_Document_

-----

Experts consider a federal constitutional right to education
Should the Supreme Court’s 1973 Rodriguez decision be overturned?
February 16, 2017—In its 1973 decision in San Antonio Independent School District v. Rodriguez, the Supreme Court ruled that the U.S. Constitution does not guarantee a right to education. The 5-4 decision left issues of educational inequality to the states. Within the past year, however, plaintiffs in Connecticut and Michigan have filed new lawsuits, which could reach the Supreme Court, asking courts to overturn Rodriguez and recognize a federal constitutional right to education. As the nation awaits the confirmation of a new Supreme Court justice, Education Next brings together two teams of legal experts to debate whether the court was correct to assert that there is no federal legal remedy to inequalities in public education.

-----

Image segmentation listing
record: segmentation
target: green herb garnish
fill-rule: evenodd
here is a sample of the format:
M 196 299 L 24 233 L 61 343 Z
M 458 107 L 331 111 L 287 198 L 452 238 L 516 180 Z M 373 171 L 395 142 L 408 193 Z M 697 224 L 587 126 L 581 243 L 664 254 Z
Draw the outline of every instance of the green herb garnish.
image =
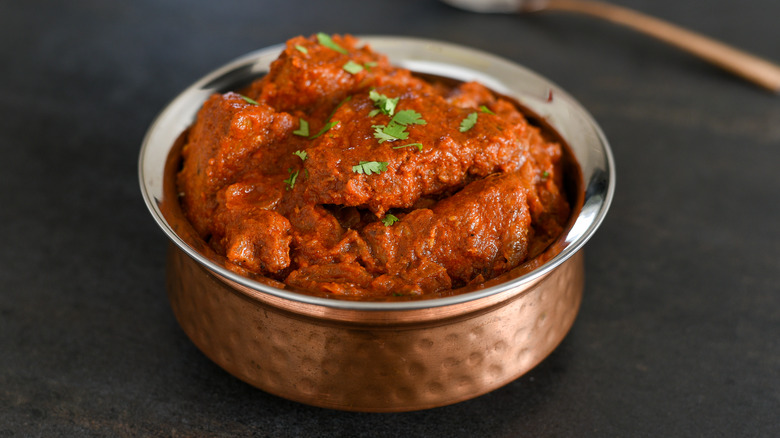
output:
M 409 133 L 406 131 L 408 125 L 425 125 L 426 122 L 415 110 L 403 110 L 398 111 L 390 123 L 387 125 L 372 125 L 374 128 L 374 138 L 379 140 L 379 143 L 395 140 L 406 140 L 409 137 Z
M 300 135 L 301 137 L 308 137 L 309 136 L 309 122 L 306 120 L 303 120 L 303 118 L 298 119 L 298 130 L 293 131 L 293 134 Z
M 298 171 L 293 171 L 292 169 L 287 169 L 287 171 L 290 172 L 290 176 L 283 182 L 287 184 L 287 190 L 291 190 L 295 187 L 295 180 L 298 179 Z
M 374 128 L 374 138 L 379 140 L 379 143 L 406 140 L 409 137 L 406 126 L 398 123 L 390 122 L 389 125 L 372 125 L 371 127 Z
M 334 126 L 336 126 L 336 125 L 338 125 L 338 124 L 339 124 L 339 121 L 338 121 L 338 120 L 333 120 L 332 122 L 328 122 L 328 123 L 326 123 L 326 124 L 325 124 L 325 126 L 323 126 L 323 127 L 322 127 L 322 129 L 320 129 L 320 132 L 318 132 L 318 133 L 316 133 L 316 134 L 312 135 L 311 137 L 309 137 L 309 140 L 314 140 L 315 138 L 317 138 L 317 137 L 319 137 L 320 135 L 322 135 L 322 134 L 324 134 L 324 133 L 328 132 L 328 130 L 329 130 L 330 128 L 332 128 L 332 127 L 334 127 Z
M 320 44 L 322 44 L 323 46 L 325 46 L 325 47 L 327 47 L 329 49 L 333 49 L 333 50 L 335 50 L 335 51 L 337 51 L 339 53 L 343 53 L 344 55 L 346 55 L 348 53 L 345 48 L 343 48 L 340 45 L 336 44 L 336 42 L 333 41 L 333 39 L 331 39 L 330 35 L 328 35 L 326 33 L 323 33 L 323 32 L 318 33 L 317 34 L 317 41 L 319 41 Z
M 466 132 L 477 124 L 477 113 L 471 113 L 460 122 L 460 132 Z
M 361 161 L 352 166 L 352 171 L 359 174 L 371 175 L 372 173 L 381 173 L 387 170 L 386 161 Z
M 422 143 L 409 143 L 405 144 L 403 146 L 393 146 L 393 149 L 403 149 L 403 148 L 409 148 L 409 147 L 416 147 L 418 151 L 422 150 Z
M 382 218 L 382 223 L 385 224 L 386 227 L 389 227 L 390 225 L 393 225 L 394 223 L 398 222 L 401 219 L 398 219 L 394 215 L 387 213 L 385 217 Z
M 358 74 L 361 71 L 363 71 L 363 66 L 358 64 L 357 62 L 351 60 L 351 59 L 349 61 L 347 61 L 347 63 L 344 64 L 344 66 L 342 68 L 344 70 L 348 71 L 349 73 L 352 73 L 353 75 L 354 74 Z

-----

_To be done_
a) Quote the passage from the education-rights article beginning at "Experts consider a" up to and including "in public education.".
b) Rewrite the listing from its start up to and including the line with "M 334 126 L", replacing "green herb garnish" with "fresh basil garnish" and changing nothing else. Omit the pictures from your answer.
This listing is unrelated to the piece on a federal constitutional right to education.

_Outputs by task_
a)
Experts consider a federal constitutional right to education
Should the Supreme Court’s 1973 Rodriguez decision be overturned?
February 16, 2017—In its 1973 decision in San Antonio Independent School District v. Rodriguez, the Supreme Court ruled that the U.S. Constitution does not guarantee a right to education. The 5-4 decision left issues of educational inequality to the states. Within the past year, however, plaintiffs in Connecticut and Michigan have filed new lawsuits, which could reach the Supreme Court, asking courts to overturn Rodriguez and recognize a federal constitutional right to education. As the nation awaits the confirmation of a new Supreme Court justice, Education Next brings together two teams of legal experts to debate whether the court was correct to assert that there is no federal legal remedy to inequalities in public education.

b)
record: segmentation
target: fresh basil garnish
fill-rule: evenodd
here is a sample of the format:
M 196 299 L 24 233 L 61 343 Z
M 458 107 L 331 111 L 287 198 L 452 238 L 516 180 Z M 373 171 L 395 142 L 408 193 Z M 697 224 L 587 126 L 581 243 L 664 254 Z
Draw the outline of every instance of the fresh basil garnish.
image =
output:
M 409 133 L 406 131 L 408 125 L 425 125 L 426 122 L 415 110 L 403 110 L 398 111 L 390 123 L 387 125 L 372 125 L 374 128 L 374 138 L 379 140 L 379 143 L 395 140 L 406 140 L 409 137 Z
M 300 135 L 301 137 L 308 137 L 309 136 L 309 122 L 306 120 L 303 120 L 303 118 L 298 119 L 298 130 L 293 131 L 293 134 Z
M 298 171 L 293 171 L 292 169 L 287 169 L 287 171 L 290 172 L 290 176 L 283 182 L 287 184 L 287 190 L 291 190 L 295 187 L 295 180 L 298 179 Z
M 374 128 L 374 138 L 379 140 L 379 143 L 406 140 L 409 137 L 406 126 L 398 123 L 390 122 L 389 125 L 372 125 L 371 127 Z
M 334 126 L 336 126 L 336 125 L 338 125 L 338 124 L 339 124 L 339 121 L 338 121 L 338 120 L 333 120 L 332 122 L 328 122 L 328 123 L 326 123 L 326 124 L 325 124 L 325 126 L 323 126 L 323 127 L 322 127 L 322 129 L 320 129 L 320 132 L 318 132 L 318 133 L 316 133 L 316 134 L 312 135 L 311 137 L 309 137 L 309 140 L 314 140 L 315 138 L 317 138 L 317 137 L 319 137 L 320 135 L 322 135 L 322 134 L 324 134 L 324 133 L 328 132 L 328 130 L 329 130 L 330 128 L 332 128 L 332 127 L 334 127 Z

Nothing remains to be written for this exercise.